● Raw records:
'''

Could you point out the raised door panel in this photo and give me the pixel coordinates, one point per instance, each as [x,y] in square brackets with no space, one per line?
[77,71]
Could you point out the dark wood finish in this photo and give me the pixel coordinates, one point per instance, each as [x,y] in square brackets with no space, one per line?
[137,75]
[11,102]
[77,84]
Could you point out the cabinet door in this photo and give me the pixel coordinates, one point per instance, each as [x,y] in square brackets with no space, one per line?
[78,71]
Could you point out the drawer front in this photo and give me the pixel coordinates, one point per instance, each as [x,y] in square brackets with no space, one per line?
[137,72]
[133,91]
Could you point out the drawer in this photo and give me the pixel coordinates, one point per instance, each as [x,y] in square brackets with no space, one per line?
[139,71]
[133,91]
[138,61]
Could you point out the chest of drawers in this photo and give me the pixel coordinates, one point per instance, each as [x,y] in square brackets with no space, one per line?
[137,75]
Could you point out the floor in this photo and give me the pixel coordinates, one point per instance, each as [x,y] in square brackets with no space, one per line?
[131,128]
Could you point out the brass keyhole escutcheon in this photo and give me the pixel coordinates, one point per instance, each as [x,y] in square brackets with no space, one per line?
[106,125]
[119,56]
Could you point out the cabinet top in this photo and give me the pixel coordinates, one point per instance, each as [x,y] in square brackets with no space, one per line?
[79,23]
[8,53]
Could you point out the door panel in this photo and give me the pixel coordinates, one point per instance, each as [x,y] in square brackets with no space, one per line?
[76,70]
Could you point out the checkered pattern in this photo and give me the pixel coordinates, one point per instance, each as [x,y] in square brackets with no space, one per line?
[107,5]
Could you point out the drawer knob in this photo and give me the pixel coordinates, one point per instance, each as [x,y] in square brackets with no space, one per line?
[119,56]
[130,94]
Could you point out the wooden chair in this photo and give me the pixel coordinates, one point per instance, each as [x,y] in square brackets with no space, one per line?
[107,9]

'''
'''

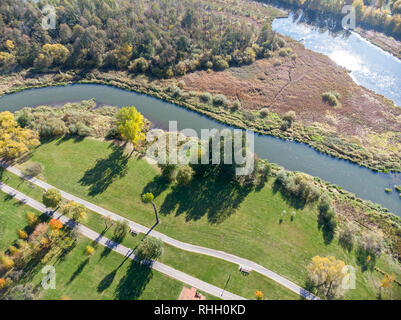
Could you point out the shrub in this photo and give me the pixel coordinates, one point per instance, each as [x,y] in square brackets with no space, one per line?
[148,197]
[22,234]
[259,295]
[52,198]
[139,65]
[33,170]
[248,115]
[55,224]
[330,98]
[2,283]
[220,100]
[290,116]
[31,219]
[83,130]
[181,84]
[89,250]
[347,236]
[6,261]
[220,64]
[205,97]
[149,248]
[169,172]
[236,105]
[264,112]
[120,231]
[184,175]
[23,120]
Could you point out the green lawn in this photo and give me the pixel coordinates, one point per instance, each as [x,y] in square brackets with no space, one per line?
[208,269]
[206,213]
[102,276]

'''
'''

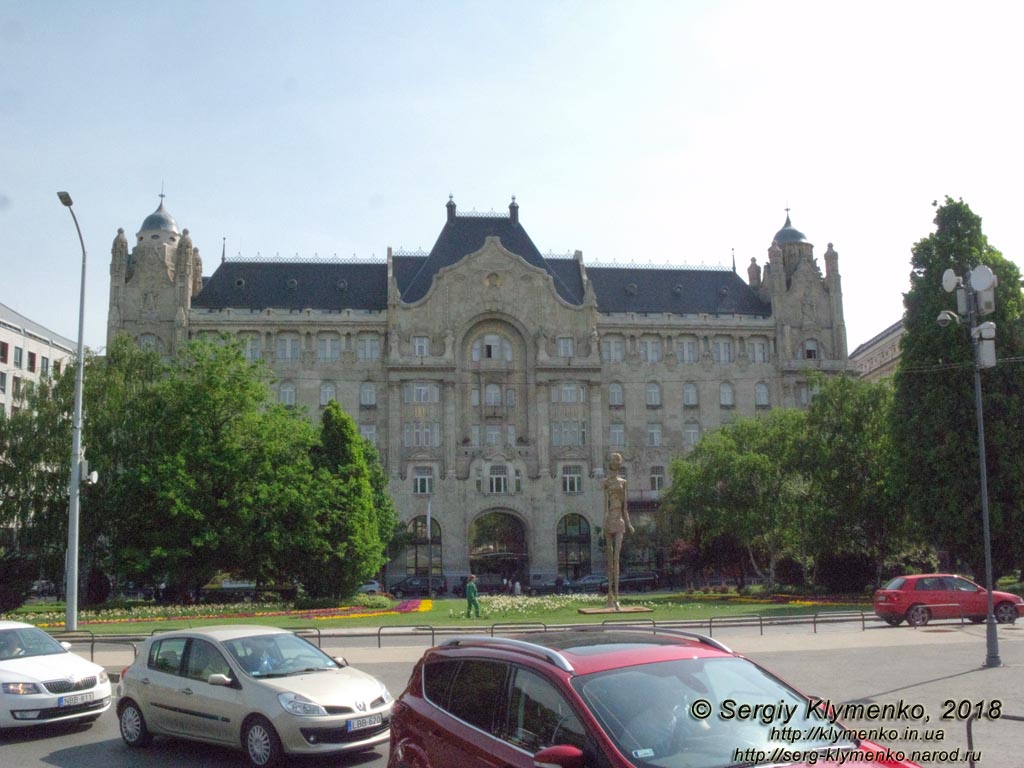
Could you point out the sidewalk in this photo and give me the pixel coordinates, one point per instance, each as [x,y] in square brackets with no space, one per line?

'''

● Direction:
From the records above, pull out each line that contains the word "panel".

● Task solution:
Could you point out the raised door panel in this photo and give me the pixel coordinates, one point per instance, each as [x,y] in square brackets with no space, one per line?
Could you point out the door panel in this photo and give me the pixel coordinates, one point per instance, each as [x,y] in square brackets with no space, one per line?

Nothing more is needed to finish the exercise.